Task data:
'''

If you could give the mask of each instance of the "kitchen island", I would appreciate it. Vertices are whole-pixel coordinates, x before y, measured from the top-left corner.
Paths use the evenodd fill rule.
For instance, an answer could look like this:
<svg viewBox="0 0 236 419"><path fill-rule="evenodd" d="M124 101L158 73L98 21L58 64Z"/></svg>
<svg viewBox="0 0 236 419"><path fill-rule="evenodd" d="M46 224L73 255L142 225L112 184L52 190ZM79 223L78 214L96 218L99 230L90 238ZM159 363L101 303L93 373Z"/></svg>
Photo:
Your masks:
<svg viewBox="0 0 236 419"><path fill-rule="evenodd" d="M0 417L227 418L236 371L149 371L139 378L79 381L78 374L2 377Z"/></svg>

'''

Goal of the exercise: Would you tally the lines above that include "could" and reply with only the total?

Solution below: 2